** Document passage **
Curtains for Spain in America

  • The American army, fast closing in on Santiago, spelled doom for the Spanish fleet
  • Spanish fleets were entirely destroyed and Santiago surrendered shortly after
  • Hasty preparations were made for a descent upon Puerto Rico before the war should end
  • The American army, commanded by General Nelson Miles, met little resistance
  • Spain had satisfied its honor and on August 12, 1898, signed an armistice
  • The American army suffered from malaria, typhoid, dysentery, and yellow fever
  • One of the war’s worst scandals was the high death rate from sickness, especially typhoid fever

McKinley Heeds Duty, Destiny, and Dollars

  • Spanish and American negotiators met in Paris to begin heated discussions
  • Cuba was freed from its Spanish overlords, Guam was taken, and Puerto Rico picked
  • Knottiest of all was the problem of the Philippines, a veritable apple of discord
  • The Filipinos could not be left to govern themselves and were in danger from other countries
  • Wall Street had opposed the war but now clamored for profits in the Philippines
  • McKinley saw the solution as taking all the Philippines and Christianizing and civilizing them
  • Americans at length agreed to pay Spain $20 million for the Philippine Islands (imperialism)

** What the exercise asks **
Answer these questions using the outline above.
1. On what date did Spain sign an armistice?
2. Which general commanded the American army that met little resistance?
3. How much did Americans agree to pay Spain for the Philippine Islands?

** Data excerpts **
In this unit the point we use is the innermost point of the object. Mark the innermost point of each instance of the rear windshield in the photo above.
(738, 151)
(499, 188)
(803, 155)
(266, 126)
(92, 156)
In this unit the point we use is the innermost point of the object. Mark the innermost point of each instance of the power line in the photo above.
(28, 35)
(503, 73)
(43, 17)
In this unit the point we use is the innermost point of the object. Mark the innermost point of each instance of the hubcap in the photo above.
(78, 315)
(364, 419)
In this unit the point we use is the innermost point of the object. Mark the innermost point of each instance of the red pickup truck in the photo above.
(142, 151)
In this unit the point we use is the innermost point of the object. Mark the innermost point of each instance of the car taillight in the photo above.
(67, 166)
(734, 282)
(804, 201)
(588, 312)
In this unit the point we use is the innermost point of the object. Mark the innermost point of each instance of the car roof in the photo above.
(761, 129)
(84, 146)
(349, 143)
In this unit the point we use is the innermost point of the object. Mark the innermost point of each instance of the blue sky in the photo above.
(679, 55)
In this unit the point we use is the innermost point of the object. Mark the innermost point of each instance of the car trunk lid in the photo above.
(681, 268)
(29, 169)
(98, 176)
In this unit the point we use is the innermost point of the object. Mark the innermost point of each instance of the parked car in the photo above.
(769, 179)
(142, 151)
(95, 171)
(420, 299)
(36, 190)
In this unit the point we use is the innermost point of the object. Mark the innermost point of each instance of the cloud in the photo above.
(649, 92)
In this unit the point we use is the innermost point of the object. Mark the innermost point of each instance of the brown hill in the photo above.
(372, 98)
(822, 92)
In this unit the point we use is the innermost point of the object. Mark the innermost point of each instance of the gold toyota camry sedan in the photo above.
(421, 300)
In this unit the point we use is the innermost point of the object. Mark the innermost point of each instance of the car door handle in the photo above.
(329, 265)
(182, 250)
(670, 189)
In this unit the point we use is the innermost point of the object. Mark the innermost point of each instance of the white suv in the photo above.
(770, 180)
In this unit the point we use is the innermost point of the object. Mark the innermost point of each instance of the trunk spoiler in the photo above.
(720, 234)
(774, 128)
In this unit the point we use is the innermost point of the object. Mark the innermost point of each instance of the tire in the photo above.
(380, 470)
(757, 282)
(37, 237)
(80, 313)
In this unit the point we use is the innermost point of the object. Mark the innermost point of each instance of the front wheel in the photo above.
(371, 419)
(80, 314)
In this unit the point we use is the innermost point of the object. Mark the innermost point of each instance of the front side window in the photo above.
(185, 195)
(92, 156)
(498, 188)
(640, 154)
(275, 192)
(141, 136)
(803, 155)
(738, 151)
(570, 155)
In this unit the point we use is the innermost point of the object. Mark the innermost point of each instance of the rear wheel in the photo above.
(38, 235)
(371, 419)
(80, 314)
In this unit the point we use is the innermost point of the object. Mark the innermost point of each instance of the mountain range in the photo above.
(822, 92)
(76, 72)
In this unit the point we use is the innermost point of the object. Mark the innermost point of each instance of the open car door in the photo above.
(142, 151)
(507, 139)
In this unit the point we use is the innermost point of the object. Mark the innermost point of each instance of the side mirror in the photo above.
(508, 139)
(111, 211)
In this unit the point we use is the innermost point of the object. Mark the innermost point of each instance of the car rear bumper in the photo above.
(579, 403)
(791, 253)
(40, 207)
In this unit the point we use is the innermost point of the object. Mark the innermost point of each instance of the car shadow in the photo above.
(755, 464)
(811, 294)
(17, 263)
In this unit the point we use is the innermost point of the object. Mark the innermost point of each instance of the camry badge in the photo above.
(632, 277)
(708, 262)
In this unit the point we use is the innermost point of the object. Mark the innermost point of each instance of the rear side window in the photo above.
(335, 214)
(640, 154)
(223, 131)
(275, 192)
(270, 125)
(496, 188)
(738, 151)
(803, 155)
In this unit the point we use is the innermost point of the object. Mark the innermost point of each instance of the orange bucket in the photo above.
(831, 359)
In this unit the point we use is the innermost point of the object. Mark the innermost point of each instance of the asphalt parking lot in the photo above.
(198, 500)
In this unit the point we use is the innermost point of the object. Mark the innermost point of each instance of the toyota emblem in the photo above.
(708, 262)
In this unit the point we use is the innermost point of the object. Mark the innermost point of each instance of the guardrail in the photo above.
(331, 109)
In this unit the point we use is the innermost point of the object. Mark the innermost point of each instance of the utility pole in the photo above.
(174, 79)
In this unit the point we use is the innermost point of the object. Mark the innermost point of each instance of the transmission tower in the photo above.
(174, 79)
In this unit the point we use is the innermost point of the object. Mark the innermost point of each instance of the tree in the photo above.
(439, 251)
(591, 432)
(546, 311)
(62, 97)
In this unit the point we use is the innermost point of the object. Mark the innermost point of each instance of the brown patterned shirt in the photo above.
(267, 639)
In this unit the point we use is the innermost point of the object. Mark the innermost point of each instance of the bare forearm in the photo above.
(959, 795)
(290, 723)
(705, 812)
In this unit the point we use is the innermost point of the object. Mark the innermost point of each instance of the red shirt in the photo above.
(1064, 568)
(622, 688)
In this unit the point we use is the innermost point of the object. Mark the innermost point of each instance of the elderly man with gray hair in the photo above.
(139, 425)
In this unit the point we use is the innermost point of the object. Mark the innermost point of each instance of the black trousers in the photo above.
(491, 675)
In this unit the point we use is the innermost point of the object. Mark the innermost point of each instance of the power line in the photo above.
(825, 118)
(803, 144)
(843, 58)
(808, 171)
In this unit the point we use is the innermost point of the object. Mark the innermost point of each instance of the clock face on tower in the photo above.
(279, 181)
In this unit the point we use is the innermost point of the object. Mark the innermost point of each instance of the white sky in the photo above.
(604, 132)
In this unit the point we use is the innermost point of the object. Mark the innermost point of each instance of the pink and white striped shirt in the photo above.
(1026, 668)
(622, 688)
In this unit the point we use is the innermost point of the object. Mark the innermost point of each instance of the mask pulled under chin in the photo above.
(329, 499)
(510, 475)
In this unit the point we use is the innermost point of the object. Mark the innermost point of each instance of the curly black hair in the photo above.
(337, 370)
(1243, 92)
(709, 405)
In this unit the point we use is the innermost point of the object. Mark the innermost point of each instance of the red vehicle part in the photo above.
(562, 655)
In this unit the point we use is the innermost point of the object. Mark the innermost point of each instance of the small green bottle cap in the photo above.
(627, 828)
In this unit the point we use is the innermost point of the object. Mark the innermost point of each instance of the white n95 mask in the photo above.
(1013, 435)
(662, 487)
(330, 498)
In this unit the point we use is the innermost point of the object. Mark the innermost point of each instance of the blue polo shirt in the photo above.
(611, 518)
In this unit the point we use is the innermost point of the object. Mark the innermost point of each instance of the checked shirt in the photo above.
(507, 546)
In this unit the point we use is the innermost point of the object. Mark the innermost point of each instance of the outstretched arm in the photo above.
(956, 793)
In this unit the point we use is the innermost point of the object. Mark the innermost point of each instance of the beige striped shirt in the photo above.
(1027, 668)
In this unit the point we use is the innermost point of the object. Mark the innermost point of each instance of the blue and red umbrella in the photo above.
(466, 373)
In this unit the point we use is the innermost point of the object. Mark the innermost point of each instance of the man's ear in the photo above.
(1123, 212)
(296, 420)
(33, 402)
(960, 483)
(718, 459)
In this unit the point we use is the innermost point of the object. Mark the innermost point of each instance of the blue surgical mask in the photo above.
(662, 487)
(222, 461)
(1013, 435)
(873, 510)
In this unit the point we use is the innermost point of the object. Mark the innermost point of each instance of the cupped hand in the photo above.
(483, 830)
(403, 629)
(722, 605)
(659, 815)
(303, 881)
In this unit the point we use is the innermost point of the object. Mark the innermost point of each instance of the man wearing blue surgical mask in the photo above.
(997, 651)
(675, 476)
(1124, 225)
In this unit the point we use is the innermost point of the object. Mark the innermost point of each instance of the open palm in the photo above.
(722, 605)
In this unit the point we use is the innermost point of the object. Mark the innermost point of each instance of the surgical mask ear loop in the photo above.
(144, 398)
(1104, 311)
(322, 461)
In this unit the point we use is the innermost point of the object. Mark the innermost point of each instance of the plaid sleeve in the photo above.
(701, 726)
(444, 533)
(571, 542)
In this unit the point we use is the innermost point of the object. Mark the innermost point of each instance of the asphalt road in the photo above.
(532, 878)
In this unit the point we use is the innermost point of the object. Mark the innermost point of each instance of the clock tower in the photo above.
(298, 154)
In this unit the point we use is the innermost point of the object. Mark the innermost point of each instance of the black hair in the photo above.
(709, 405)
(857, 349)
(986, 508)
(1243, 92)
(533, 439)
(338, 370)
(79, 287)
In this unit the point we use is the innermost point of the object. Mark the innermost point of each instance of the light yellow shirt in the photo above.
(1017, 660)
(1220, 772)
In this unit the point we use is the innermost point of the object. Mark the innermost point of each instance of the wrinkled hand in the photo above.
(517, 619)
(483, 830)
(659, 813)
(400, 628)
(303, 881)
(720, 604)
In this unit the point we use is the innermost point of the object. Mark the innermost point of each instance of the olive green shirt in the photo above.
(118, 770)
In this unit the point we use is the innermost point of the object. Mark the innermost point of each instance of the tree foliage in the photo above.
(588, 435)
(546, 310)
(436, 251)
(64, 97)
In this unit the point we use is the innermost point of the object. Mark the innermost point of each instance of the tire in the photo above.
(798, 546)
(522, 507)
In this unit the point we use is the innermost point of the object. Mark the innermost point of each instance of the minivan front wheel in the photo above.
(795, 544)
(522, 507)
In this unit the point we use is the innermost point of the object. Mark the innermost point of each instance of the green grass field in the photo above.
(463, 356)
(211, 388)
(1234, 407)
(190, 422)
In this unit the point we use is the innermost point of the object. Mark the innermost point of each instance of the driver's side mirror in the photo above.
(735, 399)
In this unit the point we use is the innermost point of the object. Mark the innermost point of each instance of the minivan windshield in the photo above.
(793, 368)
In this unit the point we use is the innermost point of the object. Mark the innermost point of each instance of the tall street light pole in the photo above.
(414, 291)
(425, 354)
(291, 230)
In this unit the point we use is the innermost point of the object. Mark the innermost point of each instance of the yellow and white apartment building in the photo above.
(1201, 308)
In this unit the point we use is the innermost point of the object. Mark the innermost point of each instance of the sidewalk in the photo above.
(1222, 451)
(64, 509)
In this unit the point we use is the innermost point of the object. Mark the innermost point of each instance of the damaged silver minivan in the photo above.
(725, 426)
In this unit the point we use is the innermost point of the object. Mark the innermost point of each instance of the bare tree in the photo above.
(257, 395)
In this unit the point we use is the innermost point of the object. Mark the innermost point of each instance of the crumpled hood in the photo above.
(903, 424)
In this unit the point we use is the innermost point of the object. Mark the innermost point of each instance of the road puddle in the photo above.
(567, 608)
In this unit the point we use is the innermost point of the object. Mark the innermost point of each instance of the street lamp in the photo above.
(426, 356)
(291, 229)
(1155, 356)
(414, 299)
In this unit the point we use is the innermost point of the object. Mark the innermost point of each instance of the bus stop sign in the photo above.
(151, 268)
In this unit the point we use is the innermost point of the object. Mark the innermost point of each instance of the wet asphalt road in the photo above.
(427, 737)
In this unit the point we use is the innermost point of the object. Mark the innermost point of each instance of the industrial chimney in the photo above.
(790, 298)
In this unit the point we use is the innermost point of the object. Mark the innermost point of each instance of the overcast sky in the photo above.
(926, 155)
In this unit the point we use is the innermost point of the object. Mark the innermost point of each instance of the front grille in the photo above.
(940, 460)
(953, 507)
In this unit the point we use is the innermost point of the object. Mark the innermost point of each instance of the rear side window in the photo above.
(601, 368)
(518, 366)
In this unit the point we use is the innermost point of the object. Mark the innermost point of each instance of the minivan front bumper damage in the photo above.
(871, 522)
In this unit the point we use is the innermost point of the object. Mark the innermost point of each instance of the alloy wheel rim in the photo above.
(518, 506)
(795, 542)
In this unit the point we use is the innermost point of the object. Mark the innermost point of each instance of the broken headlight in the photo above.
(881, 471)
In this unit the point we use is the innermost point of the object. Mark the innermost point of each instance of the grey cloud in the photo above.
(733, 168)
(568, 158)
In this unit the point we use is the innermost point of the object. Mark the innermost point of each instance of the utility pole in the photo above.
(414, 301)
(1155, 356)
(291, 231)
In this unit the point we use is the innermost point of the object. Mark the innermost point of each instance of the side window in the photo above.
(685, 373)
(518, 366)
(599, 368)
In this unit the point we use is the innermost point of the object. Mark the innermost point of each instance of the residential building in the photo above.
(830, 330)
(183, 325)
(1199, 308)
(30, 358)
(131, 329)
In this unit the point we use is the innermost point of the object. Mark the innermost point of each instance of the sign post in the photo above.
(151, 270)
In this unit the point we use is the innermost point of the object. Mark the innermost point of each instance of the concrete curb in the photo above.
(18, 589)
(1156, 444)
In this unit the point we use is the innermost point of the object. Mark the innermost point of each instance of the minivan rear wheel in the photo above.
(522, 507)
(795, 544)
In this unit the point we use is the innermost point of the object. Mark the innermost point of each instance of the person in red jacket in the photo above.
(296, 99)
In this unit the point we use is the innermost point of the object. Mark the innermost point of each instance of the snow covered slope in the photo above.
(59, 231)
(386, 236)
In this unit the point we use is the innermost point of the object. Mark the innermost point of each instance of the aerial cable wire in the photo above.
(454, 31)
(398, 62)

** Output of the exercise **
1. August 12, 1898
2. General Nelson Miles
3. $20 million